- _Your assignment_:
Search the entries below for "beach", and copy each line where it appears.

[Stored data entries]
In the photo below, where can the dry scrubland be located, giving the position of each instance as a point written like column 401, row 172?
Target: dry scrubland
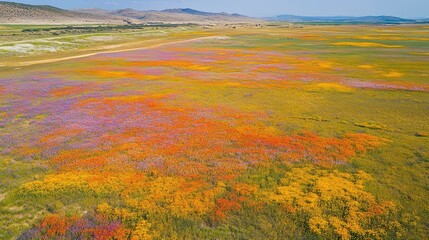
column 318, row 132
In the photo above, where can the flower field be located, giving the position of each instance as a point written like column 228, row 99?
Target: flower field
column 318, row 132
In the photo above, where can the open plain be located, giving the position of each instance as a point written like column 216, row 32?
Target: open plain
column 280, row 131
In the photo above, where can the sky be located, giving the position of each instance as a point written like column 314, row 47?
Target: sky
column 261, row 8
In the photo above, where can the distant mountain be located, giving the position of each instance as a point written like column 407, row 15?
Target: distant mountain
column 343, row 19
column 18, row 13
column 184, row 15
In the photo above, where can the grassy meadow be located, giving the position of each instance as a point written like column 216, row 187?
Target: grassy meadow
column 279, row 132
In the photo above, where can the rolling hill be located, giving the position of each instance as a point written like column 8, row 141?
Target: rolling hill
column 184, row 15
column 17, row 13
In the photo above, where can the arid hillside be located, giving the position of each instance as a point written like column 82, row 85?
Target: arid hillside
column 16, row 13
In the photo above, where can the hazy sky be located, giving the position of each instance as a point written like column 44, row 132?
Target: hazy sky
column 262, row 8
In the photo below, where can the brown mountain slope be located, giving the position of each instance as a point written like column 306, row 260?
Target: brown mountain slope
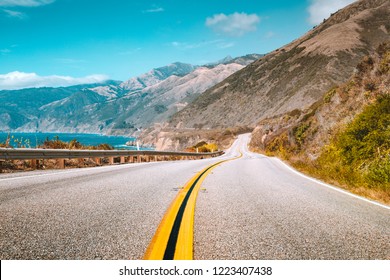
column 295, row 76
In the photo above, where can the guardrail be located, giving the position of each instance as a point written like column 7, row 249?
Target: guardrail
column 125, row 156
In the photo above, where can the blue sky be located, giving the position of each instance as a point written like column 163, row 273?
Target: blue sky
column 61, row 42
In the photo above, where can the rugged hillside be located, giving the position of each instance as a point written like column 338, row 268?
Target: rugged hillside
column 21, row 107
column 294, row 76
column 157, row 75
column 345, row 137
column 114, row 108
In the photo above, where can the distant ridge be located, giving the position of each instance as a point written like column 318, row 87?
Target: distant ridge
column 294, row 76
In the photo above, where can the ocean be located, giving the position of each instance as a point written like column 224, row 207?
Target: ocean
column 32, row 140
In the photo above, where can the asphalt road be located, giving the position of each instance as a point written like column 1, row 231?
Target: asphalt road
column 253, row 207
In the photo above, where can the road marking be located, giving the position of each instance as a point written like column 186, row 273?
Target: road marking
column 174, row 237
column 332, row 187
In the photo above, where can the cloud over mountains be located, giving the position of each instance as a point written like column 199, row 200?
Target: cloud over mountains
column 234, row 25
column 19, row 80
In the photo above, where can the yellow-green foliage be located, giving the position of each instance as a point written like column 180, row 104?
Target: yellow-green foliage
column 300, row 133
column 204, row 147
column 360, row 154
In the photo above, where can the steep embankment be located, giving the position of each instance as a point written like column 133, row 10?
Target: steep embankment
column 345, row 137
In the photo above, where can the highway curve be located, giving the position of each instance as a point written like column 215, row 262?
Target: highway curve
column 252, row 207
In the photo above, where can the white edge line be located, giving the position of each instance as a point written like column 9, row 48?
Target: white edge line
column 332, row 187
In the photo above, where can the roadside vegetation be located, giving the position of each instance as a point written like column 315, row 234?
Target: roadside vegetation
column 203, row 147
column 7, row 166
column 55, row 143
column 343, row 139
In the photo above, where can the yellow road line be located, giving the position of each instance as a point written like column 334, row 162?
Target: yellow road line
column 175, row 234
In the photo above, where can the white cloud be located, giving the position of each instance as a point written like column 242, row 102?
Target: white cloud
column 19, row 80
column 15, row 14
column 154, row 9
column 221, row 44
column 5, row 51
column 24, row 3
column 321, row 9
column 236, row 24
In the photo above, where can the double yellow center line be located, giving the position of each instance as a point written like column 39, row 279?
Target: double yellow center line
column 174, row 237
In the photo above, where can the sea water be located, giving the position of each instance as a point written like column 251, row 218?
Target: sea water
column 32, row 140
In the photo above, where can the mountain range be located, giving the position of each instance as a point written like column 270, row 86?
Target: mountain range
column 114, row 107
column 291, row 78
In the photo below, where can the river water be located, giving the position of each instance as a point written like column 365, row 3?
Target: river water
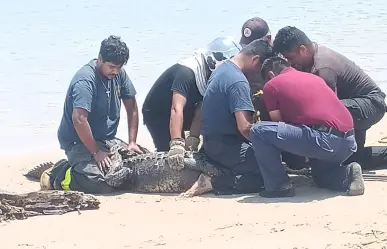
column 44, row 42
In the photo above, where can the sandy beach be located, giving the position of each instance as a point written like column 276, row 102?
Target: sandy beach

- _Task result_:
In the photo above, where can the sandy beach be located, giving the position of each instance as a point written like column 276, row 102?
Target: sandy beach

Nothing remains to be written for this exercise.